What you need to do: Report each line of the entries below that has the word "chair" in it.

=======

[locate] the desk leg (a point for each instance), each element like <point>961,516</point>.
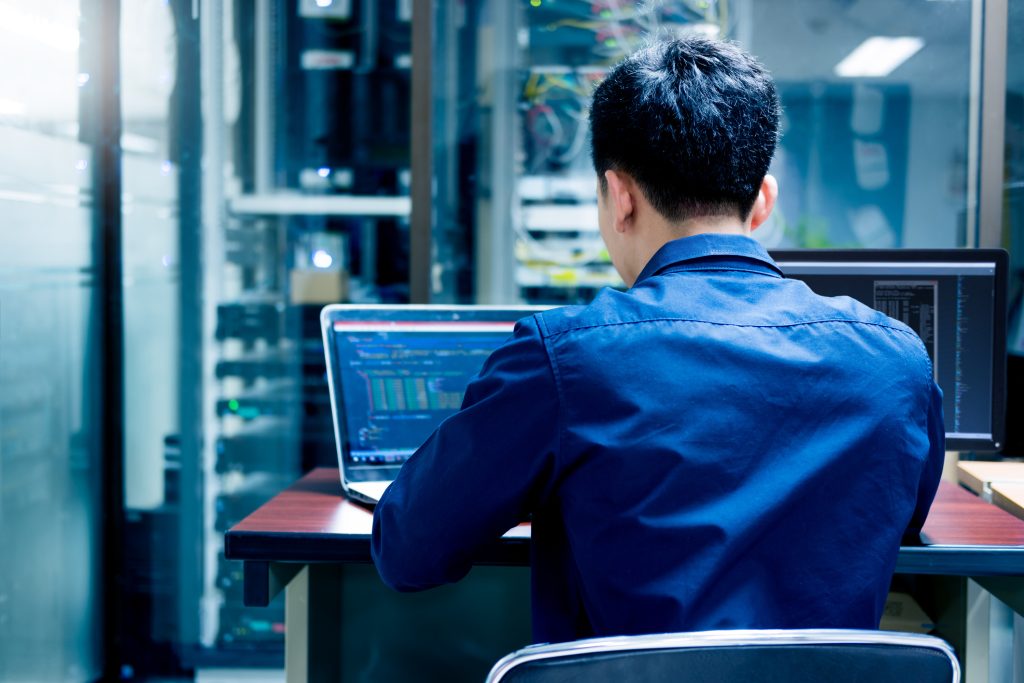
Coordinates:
<point>312,625</point>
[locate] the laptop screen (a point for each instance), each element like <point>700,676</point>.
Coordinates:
<point>953,299</point>
<point>397,372</point>
<point>400,380</point>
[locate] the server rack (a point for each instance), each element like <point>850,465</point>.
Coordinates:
<point>314,211</point>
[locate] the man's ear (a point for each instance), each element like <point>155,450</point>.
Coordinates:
<point>765,202</point>
<point>621,197</point>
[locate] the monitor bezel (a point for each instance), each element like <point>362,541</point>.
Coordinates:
<point>963,255</point>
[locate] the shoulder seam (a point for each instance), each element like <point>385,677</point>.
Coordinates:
<point>734,325</point>
<point>542,327</point>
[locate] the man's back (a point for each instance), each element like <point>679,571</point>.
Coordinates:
<point>738,453</point>
<point>716,447</point>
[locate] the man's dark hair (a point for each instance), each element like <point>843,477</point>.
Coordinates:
<point>693,121</point>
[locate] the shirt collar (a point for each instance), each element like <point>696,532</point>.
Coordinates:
<point>728,251</point>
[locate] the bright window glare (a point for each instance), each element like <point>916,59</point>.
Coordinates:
<point>322,259</point>
<point>11,108</point>
<point>37,28</point>
<point>879,56</point>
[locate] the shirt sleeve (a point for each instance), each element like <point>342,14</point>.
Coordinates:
<point>933,467</point>
<point>481,472</point>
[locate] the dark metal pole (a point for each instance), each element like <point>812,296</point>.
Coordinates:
<point>186,150</point>
<point>101,127</point>
<point>422,152</point>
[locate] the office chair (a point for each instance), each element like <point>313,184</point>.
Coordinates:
<point>730,656</point>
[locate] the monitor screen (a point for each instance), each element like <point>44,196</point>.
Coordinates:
<point>398,380</point>
<point>953,299</point>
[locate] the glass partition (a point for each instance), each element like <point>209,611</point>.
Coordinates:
<point>875,147</point>
<point>49,461</point>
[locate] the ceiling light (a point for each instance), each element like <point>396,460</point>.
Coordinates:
<point>879,56</point>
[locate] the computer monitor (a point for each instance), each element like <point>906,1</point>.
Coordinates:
<point>954,299</point>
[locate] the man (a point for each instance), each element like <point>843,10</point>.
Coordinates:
<point>715,447</point>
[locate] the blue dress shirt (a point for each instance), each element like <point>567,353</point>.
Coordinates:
<point>716,447</point>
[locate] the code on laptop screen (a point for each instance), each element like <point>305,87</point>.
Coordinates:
<point>399,381</point>
<point>950,305</point>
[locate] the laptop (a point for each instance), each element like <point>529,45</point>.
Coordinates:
<point>954,299</point>
<point>395,373</point>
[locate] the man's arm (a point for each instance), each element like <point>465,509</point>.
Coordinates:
<point>933,467</point>
<point>480,473</point>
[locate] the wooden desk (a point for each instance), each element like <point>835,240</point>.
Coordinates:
<point>310,524</point>
<point>979,475</point>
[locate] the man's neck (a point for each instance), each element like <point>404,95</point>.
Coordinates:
<point>662,231</point>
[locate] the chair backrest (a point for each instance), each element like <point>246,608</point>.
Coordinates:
<point>727,656</point>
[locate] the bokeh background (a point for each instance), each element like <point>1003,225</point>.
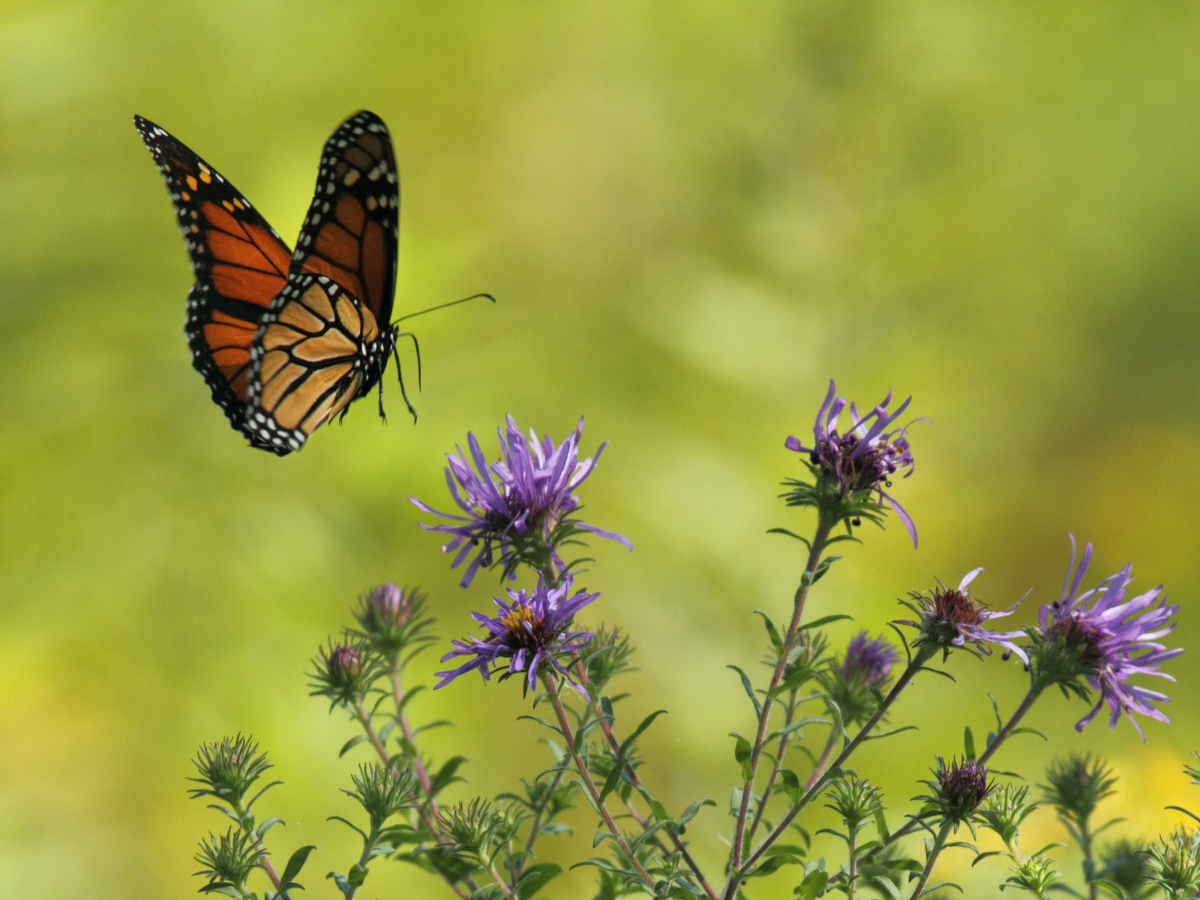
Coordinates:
<point>694,214</point>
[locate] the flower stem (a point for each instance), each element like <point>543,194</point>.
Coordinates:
<point>817,786</point>
<point>397,693</point>
<point>631,774</point>
<point>589,785</point>
<point>1006,732</point>
<point>789,715</point>
<point>430,823</point>
<point>264,857</point>
<point>802,594</point>
<point>934,852</point>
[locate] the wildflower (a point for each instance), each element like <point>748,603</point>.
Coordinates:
<point>382,792</point>
<point>865,667</point>
<point>954,618</point>
<point>958,790</point>
<point>528,633</point>
<point>870,661</point>
<point>391,619</point>
<point>228,769</point>
<point>1103,637</point>
<point>852,469</point>
<point>1075,786</point>
<point>519,509</point>
<point>227,861</point>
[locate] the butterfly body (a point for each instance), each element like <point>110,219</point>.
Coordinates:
<point>288,340</point>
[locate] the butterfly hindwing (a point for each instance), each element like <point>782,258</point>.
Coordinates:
<point>312,355</point>
<point>239,262</point>
<point>351,233</point>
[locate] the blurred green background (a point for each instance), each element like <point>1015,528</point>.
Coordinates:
<point>694,215</point>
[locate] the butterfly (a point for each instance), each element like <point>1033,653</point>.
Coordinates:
<point>287,340</point>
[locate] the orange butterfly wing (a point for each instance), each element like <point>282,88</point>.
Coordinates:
<point>239,262</point>
<point>352,231</point>
<point>312,355</point>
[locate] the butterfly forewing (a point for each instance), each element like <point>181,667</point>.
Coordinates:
<point>352,228</point>
<point>311,358</point>
<point>240,264</point>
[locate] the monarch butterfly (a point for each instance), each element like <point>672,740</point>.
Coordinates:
<point>288,340</point>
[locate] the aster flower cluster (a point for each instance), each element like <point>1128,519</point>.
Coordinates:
<point>820,696</point>
<point>519,510</point>
<point>531,630</point>
<point>1101,640</point>
<point>851,469</point>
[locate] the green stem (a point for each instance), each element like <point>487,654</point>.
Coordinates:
<point>1003,733</point>
<point>423,811</point>
<point>934,852</point>
<point>802,594</point>
<point>631,774</point>
<point>264,857</point>
<point>819,786</point>
<point>589,785</point>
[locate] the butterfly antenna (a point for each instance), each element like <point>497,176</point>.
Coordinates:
<point>442,306</point>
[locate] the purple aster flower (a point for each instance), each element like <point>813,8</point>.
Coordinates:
<point>869,660</point>
<point>517,509</point>
<point>528,631</point>
<point>864,459</point>
<point>954,618</point>
<point>1111,639</point>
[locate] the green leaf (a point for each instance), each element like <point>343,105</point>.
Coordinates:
<point>886,886</point>
<point>606,707</point>
<point>815,880</point>
<point>791,785</point>
<point>295,863</point>
<point>823,621</point>
<point>352,743</point>
<point>742,753</point>
<point>690,813</point>
<point>881,825</point>
<point>535,877</point>
<point>790,534</point>
<point>445,775</point>
<point>777,642</point>
<point>749,689</point>
<point>646,724</point>
<point>610,784</point>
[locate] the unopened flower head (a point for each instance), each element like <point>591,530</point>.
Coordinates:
<point>391,619</point>
<point>1077,784</point>
<point>865,669</point>
<point>345,672</point>
<point>954,618</point>
<point>959,789</point>
<point>853,468</point>
<point>519,509</point>
<point>869,661</point>
<point>529,631</point>
<point>1105,639</point>
<point>228,769</point>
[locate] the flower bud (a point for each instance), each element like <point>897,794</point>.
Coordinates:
<point>345,672</point>
<point>228,769</point>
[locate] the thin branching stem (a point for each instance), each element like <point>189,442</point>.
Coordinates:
<point>430,823</point>
<point>588,784</point>
<point>934,852</point>
<point>802,594</point>
<point>631,773</point>
<point>819,786</point>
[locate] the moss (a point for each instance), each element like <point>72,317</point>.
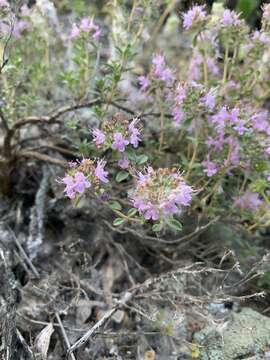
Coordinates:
<point>245,335</point>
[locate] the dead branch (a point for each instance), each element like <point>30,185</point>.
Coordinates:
<point>42,157</point>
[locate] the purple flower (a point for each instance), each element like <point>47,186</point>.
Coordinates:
<point>69,189</point>
<point>99,137</point>
<point>178,114</point>
<point>76,184</point>
<point>162,72</point>
<point>180,94</point>
<point>261,37</point>
<point>210,168</point>
<point>212,66</point>
<point>19,28</point>
<point>260,121</point>
<point>240,127</point>
<point>169,207</point>
<point>183,194</point>
<point>217,143</point>
<point>267,151</point>
<point>100,173</point>
<point>134,133</point>
<point>80,182</point>
<point>209,100</point>
<point>86,25</point>
<point>230,18</point>
<point>25,11</point>
<point>75,32</point>
<point>194,71</point>
<point>3,3</point>
<point>220,118</point>
<point>249,200</point>
<point>151,212</point>
<point>195,15</point>
<point>144,82</point>
<point>119,142</point>
<point>159,61</point>
<point>123,163</point>
<point>234,115</point>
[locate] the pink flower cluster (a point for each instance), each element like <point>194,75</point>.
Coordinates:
<point>87,26</point>
<point>230,18</point>
<point>249,200</point>
<point>195,16</point>
<point>160,193</point>
<point>117,134</point>
<point>84,175</point>
<point>161,71</point>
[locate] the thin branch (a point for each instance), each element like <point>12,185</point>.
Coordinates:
<point>63,331</point>
<point>42,157</point>
<point>4,121</point>
<point>23,253</point>
<point>125,298</point>
<point>55,115</point>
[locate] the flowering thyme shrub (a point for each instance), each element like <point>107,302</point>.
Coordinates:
<point>192,138</point>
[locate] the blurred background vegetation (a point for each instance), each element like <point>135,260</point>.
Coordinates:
<point>249,9</point>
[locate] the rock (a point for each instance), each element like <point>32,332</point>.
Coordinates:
<point>245,336</point>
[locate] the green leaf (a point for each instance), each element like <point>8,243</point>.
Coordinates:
<point>121,176</point>
<point>131,212</point>
<point>246,7</point>
<point>157,227</point>
<point>141,159</point>
<point>175,224</point>
<point>114,205</point>
<point>118,221</point>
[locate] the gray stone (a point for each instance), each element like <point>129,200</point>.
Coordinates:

=======

Output of the exercise:
[locate] the office chair (a point for each instance), each element like <point>313,184</point>.
[locate] the chair backrest (a point for each instance), each element like <point>246,608</point>.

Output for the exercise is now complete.